КТО ТАКИЕ ПИСАТЕЛИ?
Поговорим об удивительном профессиональном писательском цинизме, который, впрочем, сродни естественному и первозданному рационализму бытия и ничем не противоречит логике жизни, не нарушает укоренившихся в нашем сознании то ли копирующих божественную механику, то ли приписываемых нами божественному сознанию правил и устоев.
До чего ловко и бездушно обходится литератор со своими персонажами — безусловно, дорогими, симпатичными его сердцу, — так уверенно и зная нечто большее о грядущем может манипулировать собственными созданиями только Господь.
Принц Гамлет, устремленный к лучшему, к поиску и утверждению наивной истины — безжалостно (или с сожалением, тут не различишь чувств, питаемых к нему Шекспиром) убит. И ведь автор знал, заранее знал, к какому финалу влечет героя. Позволял (доверял ему) изрекать глубокие сентенции, разрешал любить и ненавидеть… Зачем? Чтоб и мы полюбили принца Датского и прониклись к нему сочувствием? И потом жалели о его гибели? Или всего лишь подчиняя удел бедолаги законам драматургического жанра и наперед ведая, какой удел уготован несчастному искателю правды?
Чем отличается такая метода от повседневной практики рачительного хозяина, растящего и откармливающего на убой бычка или поросенка?
Писатель наделяет рожденного его талантом и воображением избранника (во многом двойника, отчасти дитятю, ведь произвел его на свет из своей плоти и крови) сокровенными мечтами, втравливает в прекрасные или отчаянные ситуации, дарит шанс надеяться на лучшее — лишь для того, чтобы потом холодно отравить, зарезать, затянуть петлю на его шее? (За примерами далеко ходить не нужно — хоть та же Офелия из той же пьесы. Хоть Ромео и Джульетта — из другой.) Что это? Профессиональный «технический» прием или копирование внесценической и внекнижной действительности? Ведь и в реальности наблюдаем аналогичное: человек преисполнен радужных надежд, обуреваем страстями, строит планы… А потом… Финал самого оптимистического и жизнерадостного индивида предрешен и известен и самому носителю оптимизма, и окружающим его современникам (не говоря о потомках).

Записи из набора для разметки точками
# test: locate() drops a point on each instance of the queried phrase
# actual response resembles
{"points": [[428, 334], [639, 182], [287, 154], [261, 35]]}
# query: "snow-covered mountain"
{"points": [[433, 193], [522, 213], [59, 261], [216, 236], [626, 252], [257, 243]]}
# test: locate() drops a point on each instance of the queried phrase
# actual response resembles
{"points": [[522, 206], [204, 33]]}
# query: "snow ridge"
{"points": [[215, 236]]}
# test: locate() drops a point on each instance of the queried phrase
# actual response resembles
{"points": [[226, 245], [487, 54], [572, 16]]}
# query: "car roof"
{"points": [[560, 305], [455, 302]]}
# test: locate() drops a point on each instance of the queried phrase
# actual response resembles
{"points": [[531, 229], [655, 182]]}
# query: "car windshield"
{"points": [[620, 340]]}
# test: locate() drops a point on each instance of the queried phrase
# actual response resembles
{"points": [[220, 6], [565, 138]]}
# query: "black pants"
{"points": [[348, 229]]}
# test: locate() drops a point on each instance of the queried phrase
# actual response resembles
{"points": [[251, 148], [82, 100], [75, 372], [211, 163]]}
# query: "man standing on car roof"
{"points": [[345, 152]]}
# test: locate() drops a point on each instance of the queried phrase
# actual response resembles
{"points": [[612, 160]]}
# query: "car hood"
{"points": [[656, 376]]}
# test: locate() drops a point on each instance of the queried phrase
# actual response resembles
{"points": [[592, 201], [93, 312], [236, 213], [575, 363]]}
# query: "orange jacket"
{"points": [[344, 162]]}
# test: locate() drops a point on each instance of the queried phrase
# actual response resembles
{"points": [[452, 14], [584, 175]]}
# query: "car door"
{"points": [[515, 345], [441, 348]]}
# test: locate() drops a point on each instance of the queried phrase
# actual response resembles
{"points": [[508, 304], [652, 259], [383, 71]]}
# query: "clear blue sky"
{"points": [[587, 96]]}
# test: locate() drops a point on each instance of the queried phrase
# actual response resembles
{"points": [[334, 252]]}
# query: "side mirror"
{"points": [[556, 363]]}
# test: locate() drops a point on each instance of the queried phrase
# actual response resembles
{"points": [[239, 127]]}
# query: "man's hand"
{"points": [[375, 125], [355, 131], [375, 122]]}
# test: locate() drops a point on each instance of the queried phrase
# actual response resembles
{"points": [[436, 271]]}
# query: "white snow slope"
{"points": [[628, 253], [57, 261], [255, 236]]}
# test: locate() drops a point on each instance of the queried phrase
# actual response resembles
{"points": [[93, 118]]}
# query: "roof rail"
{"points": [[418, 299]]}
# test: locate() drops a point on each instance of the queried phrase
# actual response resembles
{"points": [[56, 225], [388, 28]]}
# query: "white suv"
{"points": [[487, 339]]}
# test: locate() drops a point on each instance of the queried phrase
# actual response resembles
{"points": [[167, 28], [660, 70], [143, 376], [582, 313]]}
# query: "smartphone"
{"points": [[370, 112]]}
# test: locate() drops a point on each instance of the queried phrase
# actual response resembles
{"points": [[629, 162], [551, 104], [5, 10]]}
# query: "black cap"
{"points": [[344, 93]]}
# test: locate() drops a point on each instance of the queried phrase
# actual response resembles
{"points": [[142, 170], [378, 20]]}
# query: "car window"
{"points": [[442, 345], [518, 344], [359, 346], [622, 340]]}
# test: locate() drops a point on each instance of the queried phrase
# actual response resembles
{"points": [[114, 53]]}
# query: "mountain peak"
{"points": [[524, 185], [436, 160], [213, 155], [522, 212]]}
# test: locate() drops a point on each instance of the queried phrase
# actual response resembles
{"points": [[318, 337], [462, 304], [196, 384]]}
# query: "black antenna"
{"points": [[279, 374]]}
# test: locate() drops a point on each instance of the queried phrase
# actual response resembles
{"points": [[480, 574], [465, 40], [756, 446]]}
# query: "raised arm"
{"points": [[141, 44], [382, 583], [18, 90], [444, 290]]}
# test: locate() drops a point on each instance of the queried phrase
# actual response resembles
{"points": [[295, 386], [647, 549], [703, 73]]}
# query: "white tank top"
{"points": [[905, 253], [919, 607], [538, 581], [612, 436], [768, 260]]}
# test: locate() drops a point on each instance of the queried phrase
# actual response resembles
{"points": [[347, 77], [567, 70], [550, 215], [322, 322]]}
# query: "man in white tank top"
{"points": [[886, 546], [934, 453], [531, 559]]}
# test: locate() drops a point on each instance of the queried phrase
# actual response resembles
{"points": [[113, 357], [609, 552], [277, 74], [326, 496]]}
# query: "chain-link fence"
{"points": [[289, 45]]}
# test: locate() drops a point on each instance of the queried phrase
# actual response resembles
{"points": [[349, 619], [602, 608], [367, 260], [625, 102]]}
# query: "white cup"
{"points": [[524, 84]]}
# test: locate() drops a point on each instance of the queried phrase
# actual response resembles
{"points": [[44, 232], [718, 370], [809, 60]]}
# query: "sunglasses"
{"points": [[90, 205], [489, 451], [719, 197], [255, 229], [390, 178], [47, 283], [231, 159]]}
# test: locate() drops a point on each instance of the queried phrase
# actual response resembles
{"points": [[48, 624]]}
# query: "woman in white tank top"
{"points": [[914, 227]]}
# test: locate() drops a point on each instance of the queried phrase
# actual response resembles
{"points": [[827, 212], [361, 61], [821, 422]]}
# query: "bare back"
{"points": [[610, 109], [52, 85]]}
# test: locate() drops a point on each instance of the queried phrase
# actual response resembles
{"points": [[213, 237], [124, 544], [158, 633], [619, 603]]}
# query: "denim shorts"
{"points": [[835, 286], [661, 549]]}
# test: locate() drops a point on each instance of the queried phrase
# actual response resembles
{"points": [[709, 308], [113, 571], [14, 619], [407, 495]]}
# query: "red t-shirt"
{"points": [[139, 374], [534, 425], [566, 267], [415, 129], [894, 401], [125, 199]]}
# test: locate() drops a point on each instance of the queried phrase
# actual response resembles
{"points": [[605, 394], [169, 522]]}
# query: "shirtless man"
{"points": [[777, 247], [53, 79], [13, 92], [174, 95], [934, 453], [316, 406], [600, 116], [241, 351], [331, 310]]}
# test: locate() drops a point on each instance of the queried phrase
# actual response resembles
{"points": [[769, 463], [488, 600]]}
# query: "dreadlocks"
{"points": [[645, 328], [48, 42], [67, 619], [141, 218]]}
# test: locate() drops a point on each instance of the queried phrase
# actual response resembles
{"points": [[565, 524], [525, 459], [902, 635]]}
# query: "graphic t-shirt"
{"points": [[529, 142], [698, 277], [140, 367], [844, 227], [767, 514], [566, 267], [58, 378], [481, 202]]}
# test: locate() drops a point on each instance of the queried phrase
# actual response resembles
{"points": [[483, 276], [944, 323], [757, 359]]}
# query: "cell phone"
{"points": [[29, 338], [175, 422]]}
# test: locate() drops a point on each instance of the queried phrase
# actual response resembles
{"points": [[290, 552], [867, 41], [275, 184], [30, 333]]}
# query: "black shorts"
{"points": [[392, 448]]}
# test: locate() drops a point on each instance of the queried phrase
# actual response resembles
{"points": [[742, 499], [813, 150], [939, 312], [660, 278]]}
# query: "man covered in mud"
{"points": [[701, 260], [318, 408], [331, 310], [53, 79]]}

= Задание =
Изложите в двух предложениях суть текста о писательском цинизме. Эти записи взяты из другого источника.

= Ответ =
Писатель распоряжается своими персонажами ловко и бездушно, так уверенно, как может лишь Господь: Шекспир заранее знал, к какому финалу ведёт принца Гамлета, и всё же позволял ему любить, ненавидеть и изрекать глубокие сентенции. В тексте задаётся вопрос, профессиональный ли это приём или копирование действительности, где финал даже самого жизнерадостного человека тоже предрешён и известен.